Die erste Februarwoche 2009 war in der jungen kasachischen Wirtschaftsgeschichte wohl die bisher spannendste, dramatischste und sicher auch umstrittenste. So hätten die dramatischen Aktionen zur Rettung der größten kasachischen Bank (BTA) durch Verstaatlichung durchaus eine Wertung an dieser Stelle verdient, wichtiger ist jedoch die ziemlich plötzliche Entscheidung der Nationalbank das sogenannte „schmutzige Floaten“, also die nicht offiziell erklärte Unterstützung des Wechselkurses des Tenge zum Dollar, aufzuheben und einen realistischen Marktkurs zuzulassen. Eine solche Entscheidung war auf jeden Fall fällig und deshalb im Prinzip keine Überraschung. Dennoch war nicht vorherzusehen, dass die Entscheidung der Nationalbank so schnell und vor allem so radikal ausfallen würde.

Die Aufregung in der Gesellschaft ist jetzt groß, und überwiegend werden Negativszenarien hinsichtlich der Folgen für Wirtschaft und einfache Leute an die Wand gemalt. Diese sind schon deshalb nicht auszuschließen, weil sie sofort nach der Verkündung der Abwertung einer ganze Reihe von „Trittbrettfahrern“ den Vorwand liefern, die Preise schnell zu erhöhen, auch wenn dafür überhaupt keine Notwendigkeit besteht. Aber mit der Abwertung kann man vieles begründen, zumal immer noch bei vielen Leuten angeblich „die Amerikaner“ die Finger im Spiel haben.

Zu bemängeln ist vor allem die Art und Weise, wie die Staatsorgane, darunter die Nationalbank mit ihren eigenen Aussagen umgehen. Noch zu Anfang des Jahres wurde publiziert, dass die Abwertung des Tenge langsam über einen längeren Zeitraum vor sich gehen würde. Das sollte den Wirtschaftsobjekten Zeit geben, sich an die veränderten Wechselkurse anzupassen. Russland hat das in den letzten Wochen praktiziert und gezeigt, dass es geht. Doch hierzulande hat man wahrscheinlich zu lange gewartet und musste nun sehr schnell handeln, weil die Devisenreserven der Nationalbank offensichtlich schneller schmelzen, als man das bisher geplant hatte. Es gibt zwar bei Wirtschaftsreformen immer die Diskussion, ob sie lieber in einem radikalen Schritt oder etappenweise durchzuführen sind. Einen eindeutigen Nachweis für die Überlegenheit der einen oder der anderen Variante gibt es nicht. Das ist auch nicht der Kritikpunkt. Schlecht ist, dass die Staatsorgane, in diesem Falle auch die Nationalbank, zu oft ihre eigene Meinung und Strategie wechseln und zu oft heute nicht mehr gilt, was gestern erst verkündet wurde. Damit organisiert man sich unnötigerweise ein Glaubwürdigkeitsproblem und baut die real vorhandene Misstrauensbasis gegenüber der Staatsmacht erst auf oder aus. Außerdem wird es den Wirtschaftssubjekten durch den häufigen Wechsel von Programmen und Prioritäten erschwert, strategisch zu planen und zu handeln. In dieser Hinsicht aber sind die heimischen Unternehmen meist sehr dünn besohlt, was auch einen Teil ihrer Probleme mit der Wettbewerbsfähigkeit erklärt.

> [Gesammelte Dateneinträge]

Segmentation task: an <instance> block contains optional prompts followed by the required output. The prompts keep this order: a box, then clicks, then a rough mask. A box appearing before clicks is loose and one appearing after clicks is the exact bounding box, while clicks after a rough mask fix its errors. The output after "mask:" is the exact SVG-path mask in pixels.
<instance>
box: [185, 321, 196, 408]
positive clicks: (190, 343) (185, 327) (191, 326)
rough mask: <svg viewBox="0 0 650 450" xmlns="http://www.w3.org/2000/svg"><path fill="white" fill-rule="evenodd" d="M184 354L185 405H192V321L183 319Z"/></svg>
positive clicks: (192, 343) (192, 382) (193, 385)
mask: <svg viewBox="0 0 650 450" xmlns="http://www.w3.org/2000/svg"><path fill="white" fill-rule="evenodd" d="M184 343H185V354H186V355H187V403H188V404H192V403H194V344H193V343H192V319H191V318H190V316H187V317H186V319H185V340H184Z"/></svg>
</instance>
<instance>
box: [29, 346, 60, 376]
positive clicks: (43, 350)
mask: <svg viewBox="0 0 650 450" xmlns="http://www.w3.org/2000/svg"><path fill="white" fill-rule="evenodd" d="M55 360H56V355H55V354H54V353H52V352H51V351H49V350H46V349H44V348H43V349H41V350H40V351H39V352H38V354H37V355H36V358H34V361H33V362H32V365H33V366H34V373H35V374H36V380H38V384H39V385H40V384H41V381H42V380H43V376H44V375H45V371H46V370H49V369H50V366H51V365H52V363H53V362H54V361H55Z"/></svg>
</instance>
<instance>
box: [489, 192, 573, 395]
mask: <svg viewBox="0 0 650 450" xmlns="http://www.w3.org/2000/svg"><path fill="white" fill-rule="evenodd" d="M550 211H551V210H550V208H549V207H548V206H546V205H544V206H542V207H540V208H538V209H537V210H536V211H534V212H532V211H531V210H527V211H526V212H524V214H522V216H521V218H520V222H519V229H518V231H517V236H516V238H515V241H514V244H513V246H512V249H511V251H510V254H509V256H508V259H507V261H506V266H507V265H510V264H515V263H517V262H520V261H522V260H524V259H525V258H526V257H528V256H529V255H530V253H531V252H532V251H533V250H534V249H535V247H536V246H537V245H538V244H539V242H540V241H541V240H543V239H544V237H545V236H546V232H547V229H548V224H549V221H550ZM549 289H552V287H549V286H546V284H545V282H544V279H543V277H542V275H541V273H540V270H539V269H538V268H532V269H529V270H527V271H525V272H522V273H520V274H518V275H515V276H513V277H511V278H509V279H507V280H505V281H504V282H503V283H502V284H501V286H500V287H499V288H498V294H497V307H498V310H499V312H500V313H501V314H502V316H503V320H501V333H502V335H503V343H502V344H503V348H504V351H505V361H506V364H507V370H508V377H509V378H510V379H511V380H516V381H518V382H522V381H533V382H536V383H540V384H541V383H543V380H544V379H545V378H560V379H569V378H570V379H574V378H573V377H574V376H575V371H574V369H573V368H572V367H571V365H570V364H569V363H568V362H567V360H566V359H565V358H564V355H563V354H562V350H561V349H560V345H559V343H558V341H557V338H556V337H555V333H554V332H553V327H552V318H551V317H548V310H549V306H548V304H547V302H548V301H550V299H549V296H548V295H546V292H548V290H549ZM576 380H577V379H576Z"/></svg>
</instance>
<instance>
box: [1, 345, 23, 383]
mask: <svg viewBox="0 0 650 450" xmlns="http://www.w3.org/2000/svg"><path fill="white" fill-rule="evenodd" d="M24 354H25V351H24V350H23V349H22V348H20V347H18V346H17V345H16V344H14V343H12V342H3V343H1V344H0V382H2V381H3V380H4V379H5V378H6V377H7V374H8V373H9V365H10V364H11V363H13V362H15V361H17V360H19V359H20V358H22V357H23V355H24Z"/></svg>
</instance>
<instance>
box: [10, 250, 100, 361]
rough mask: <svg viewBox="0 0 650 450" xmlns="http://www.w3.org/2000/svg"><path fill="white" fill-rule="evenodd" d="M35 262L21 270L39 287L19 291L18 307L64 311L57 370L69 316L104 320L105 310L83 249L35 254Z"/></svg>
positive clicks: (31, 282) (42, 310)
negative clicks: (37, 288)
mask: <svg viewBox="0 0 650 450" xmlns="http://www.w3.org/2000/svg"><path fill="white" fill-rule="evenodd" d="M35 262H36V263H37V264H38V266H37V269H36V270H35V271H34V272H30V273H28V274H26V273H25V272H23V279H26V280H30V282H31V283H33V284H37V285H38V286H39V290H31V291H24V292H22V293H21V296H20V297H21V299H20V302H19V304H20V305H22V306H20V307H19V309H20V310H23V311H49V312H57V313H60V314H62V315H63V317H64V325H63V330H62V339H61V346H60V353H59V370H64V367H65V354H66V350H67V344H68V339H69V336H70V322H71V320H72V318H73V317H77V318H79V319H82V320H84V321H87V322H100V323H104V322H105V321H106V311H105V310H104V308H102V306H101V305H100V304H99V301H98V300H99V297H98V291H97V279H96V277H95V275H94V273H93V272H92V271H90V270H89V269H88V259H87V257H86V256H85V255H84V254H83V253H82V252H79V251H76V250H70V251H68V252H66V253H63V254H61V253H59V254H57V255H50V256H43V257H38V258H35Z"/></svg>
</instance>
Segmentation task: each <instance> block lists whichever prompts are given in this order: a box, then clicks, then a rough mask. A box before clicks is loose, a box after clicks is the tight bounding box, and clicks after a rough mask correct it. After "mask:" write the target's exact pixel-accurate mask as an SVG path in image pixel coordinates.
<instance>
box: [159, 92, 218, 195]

...

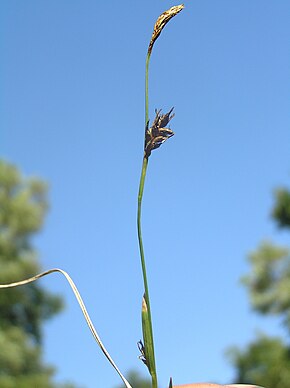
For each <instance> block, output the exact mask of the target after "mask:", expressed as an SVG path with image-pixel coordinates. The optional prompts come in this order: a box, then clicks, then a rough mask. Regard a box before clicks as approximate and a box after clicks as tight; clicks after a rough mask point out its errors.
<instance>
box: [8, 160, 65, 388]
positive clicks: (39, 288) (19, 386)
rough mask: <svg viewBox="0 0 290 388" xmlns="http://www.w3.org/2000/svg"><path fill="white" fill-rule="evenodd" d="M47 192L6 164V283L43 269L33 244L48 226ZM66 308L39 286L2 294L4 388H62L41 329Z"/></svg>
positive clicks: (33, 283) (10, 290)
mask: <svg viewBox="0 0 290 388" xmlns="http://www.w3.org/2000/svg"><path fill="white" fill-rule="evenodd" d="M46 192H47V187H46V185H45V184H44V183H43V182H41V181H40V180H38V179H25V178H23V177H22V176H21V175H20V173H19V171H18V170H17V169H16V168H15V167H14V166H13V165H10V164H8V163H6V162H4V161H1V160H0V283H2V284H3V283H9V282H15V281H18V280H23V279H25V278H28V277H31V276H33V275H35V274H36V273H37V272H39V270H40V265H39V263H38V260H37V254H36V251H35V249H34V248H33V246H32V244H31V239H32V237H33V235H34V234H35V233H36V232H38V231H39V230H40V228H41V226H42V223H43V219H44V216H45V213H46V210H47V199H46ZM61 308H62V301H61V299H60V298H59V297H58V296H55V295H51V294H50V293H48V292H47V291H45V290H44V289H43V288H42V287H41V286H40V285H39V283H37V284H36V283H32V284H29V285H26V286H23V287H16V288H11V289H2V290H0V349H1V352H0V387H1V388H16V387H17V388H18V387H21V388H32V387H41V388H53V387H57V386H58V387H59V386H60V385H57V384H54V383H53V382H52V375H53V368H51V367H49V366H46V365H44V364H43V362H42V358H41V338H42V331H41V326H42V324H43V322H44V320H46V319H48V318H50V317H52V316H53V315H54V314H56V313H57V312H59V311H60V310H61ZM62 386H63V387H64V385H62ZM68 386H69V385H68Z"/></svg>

--

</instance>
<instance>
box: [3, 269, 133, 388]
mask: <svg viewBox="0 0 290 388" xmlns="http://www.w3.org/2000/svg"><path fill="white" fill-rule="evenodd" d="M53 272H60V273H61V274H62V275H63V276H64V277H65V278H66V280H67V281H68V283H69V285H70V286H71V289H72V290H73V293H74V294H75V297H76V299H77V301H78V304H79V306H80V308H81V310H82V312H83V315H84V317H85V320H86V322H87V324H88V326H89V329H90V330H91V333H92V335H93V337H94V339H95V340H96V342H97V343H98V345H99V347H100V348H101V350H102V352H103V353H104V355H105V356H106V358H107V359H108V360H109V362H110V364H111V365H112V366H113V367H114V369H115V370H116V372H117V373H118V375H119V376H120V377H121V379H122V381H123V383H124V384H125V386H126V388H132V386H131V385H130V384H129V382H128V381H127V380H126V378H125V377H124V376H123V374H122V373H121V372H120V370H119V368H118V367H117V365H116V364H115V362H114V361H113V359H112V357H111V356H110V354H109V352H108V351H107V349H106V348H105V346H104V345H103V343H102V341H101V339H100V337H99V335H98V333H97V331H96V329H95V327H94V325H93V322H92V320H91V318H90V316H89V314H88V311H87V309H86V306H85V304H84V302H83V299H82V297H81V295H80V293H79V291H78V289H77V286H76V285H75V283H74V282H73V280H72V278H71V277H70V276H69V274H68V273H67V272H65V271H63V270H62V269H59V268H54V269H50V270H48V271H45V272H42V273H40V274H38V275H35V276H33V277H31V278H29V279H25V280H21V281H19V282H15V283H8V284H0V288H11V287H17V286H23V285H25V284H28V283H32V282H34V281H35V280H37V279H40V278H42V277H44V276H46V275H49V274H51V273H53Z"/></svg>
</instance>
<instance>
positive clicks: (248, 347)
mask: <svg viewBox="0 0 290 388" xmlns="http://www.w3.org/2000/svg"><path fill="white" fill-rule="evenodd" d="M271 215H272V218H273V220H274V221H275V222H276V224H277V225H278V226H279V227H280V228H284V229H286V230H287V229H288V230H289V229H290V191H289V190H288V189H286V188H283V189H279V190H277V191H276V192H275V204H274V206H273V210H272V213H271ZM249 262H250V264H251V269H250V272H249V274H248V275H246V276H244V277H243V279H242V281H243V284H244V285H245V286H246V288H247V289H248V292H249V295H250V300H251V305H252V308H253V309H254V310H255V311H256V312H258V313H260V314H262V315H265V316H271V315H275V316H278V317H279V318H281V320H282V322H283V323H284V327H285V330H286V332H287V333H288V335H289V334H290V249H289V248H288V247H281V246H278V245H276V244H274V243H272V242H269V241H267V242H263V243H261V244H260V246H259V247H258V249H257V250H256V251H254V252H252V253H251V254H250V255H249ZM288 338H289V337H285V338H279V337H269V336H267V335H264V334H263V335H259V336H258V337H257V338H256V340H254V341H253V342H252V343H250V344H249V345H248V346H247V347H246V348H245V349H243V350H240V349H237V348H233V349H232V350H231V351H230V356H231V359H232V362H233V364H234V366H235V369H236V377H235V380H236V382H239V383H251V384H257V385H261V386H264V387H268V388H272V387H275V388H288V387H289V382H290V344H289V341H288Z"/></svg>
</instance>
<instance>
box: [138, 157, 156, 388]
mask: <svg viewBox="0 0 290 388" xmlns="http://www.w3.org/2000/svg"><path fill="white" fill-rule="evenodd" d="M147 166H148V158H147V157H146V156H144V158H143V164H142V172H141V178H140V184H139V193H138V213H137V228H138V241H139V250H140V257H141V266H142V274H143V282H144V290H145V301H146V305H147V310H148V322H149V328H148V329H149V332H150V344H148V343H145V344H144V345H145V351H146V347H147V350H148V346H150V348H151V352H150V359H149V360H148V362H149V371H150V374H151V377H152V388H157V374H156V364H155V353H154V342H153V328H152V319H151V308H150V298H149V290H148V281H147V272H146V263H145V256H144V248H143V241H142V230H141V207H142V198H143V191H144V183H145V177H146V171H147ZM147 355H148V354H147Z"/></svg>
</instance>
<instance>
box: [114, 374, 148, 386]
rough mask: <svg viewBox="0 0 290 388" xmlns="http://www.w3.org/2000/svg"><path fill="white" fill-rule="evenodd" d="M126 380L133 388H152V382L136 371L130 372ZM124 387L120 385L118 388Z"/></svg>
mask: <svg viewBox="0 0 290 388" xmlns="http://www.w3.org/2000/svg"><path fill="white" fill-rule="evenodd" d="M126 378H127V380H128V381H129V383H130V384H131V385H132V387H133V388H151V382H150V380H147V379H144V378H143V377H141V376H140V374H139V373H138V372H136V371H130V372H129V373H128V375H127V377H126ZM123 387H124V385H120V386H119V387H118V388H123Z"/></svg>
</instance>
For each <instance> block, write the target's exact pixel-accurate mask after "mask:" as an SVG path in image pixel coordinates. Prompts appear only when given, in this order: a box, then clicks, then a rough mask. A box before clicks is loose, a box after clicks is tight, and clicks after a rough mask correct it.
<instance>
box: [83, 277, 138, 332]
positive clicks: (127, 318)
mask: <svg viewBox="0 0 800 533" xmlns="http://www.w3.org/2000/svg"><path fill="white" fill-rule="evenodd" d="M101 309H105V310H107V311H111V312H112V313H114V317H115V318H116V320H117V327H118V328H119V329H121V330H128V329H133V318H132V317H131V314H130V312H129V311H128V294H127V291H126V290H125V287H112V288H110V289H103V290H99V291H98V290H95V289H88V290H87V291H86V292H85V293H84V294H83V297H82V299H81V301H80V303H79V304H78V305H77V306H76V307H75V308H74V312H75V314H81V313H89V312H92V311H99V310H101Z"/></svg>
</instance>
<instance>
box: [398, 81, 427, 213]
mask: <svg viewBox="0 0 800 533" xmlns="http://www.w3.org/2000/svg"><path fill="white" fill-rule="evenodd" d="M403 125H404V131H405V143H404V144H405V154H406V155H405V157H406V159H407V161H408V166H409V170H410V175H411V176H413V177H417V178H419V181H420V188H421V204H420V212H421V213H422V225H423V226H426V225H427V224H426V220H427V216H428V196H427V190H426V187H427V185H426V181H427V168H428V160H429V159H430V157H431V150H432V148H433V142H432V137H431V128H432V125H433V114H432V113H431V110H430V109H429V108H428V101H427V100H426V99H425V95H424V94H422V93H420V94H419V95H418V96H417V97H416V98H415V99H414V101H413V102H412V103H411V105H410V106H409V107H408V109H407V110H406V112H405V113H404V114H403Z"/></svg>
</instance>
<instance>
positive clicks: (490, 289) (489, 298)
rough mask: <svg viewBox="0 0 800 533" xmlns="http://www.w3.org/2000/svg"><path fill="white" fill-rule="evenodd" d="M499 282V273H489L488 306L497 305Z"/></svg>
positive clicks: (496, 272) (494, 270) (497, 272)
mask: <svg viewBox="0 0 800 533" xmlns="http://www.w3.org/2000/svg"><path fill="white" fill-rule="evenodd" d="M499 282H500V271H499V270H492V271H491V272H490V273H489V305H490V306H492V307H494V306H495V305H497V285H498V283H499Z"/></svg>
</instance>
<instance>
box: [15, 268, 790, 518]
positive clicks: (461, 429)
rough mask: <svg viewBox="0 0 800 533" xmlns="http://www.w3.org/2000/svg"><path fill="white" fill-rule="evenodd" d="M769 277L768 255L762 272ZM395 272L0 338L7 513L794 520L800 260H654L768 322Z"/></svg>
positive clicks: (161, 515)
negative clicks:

> [IHRE AUFGABEN]
[a] Schreiben Sie aus dem Kommentar zur Tenge-Abwertung den Abschnitt wortgetreu ab, der bei den Worten „Die Aufregung in“ beginnt und nach den Worten „im Spiel haben.“ endet.
[b] Welches Land hat dem Kommentar zur Tenge-Abwertung zufolge in den letzten Wochen eine langsame Abwertung praktiziert?

> [LÖSUNGEN]
[a]
Die Aufregung in der Gesellschaft ist jetzt groß, und überwiegend werden Negativszenarien hinsichtlich der Folgen für Wirtschaft und einfache Leute an die Wand gemalt. Diese sind schon deshalb nicht auszuschließen, weil sie sofort nach der Verkündung der Abwertung einer ganze Reihe von „Trittbrettfahrern“ den Vorwand liefern, die Preise schnell zu erhöhen, auch wenn dafür überhaupt keine Notwendigkeit besteht. Aber mit der Abwertung kann man vieles begründen, zumal immer noch bei vielen Leuten angeblich „die Amerikaner“ die Finger im Spiel haben.

[b] Russland.